STUDY TEXT:
══════════════════════════════

The phrase “natural language processing” may include use of both simple parsing techniques and more complex AI-based techniques. Natural language processing techniques may be used to perform such tasks as natural language understanding, lexical and relational semantic analysis, named entity analysis, entity linking, semantic parsing, or any other technique in or related to the field of natural language processing techniques.

Identifying data regulation requirements may further include identifying relationships between certain different data points. For example, if a contract does not state the location of a hospital, but does state that data will be collected at the hospital, and names the hospital, the data management program 150 may use a map data service or similar service to determine the location of the hospital, and may then determine that data collected at that location is subject to a health privacy law in the hospital's local jurisdiction.

As another alternative, data regulation requirements may be predefined or may be identified from user input. For example, a user interface may offer a user text fields, dropdown menus, and other input fields, such as a dropdown menu titled “Applicable Law” that offers the choice of several jurisdictions, or a calendar input field asking a user to select an effective date of a data regulation requirement. Such fields may be required or not.

══════════════════════════════

TASK INSTRUCTIONS:
• 1. List the tasks that the data regulation passage says natural language processing techniques may be used to perform, leaving out its catch-all "any other technique."
• 2. Copy word for word everything in the data regulation passage from "As another alternative, data" down to "required or not.".

THE DATA:
══════════════════════════════

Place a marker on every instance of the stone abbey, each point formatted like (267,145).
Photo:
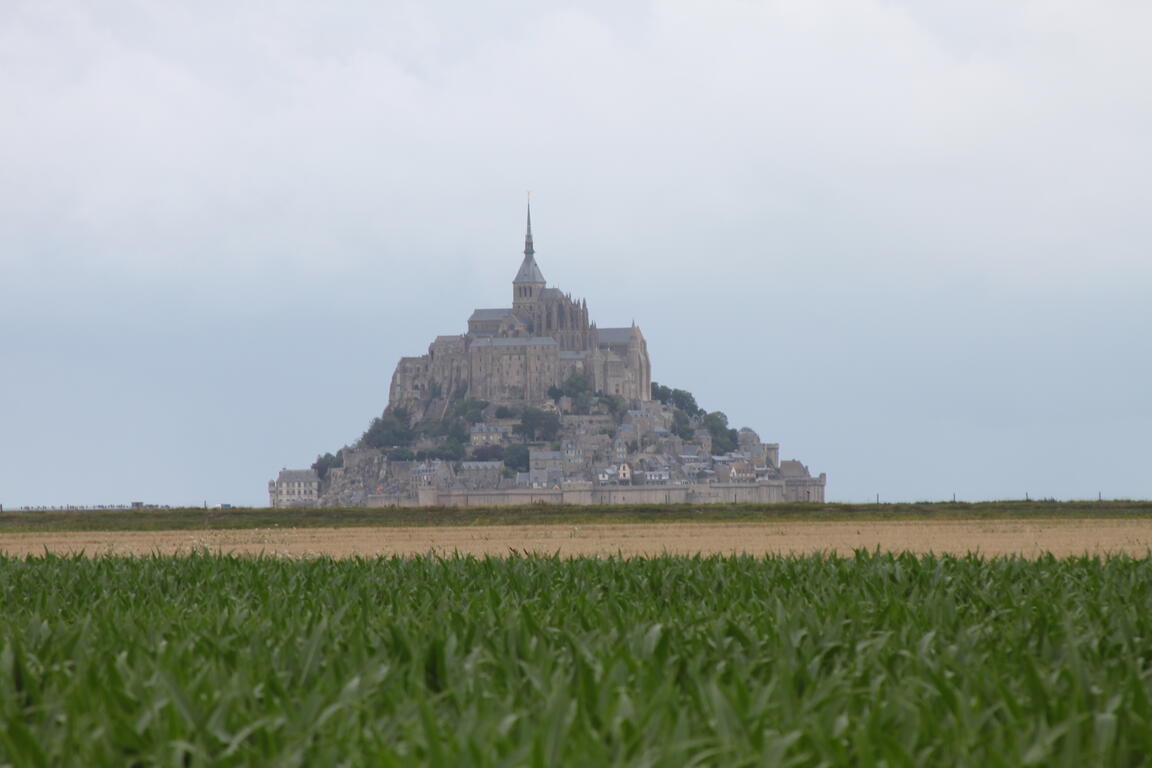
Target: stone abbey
(516,354)
(535,403)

══════════════════════════════

SOLUTIONS PER TASK:
• 1.
natural language understanding
lexical and relational semantic analysis
named entity analysis
entity linking
semantic parsing

• 2.
As another alternative, data regulation requirements may be predefined or may be identified from user input. For example, a user interface may offer a user text fields, dropdown menus, and other input fields, such as a dropdown menu titled “Applicable Law” that offers the choice of several jurisdictions, or a calendar input field asking a user to select an effective date of a data regulation requirement. Such fields may be required or not.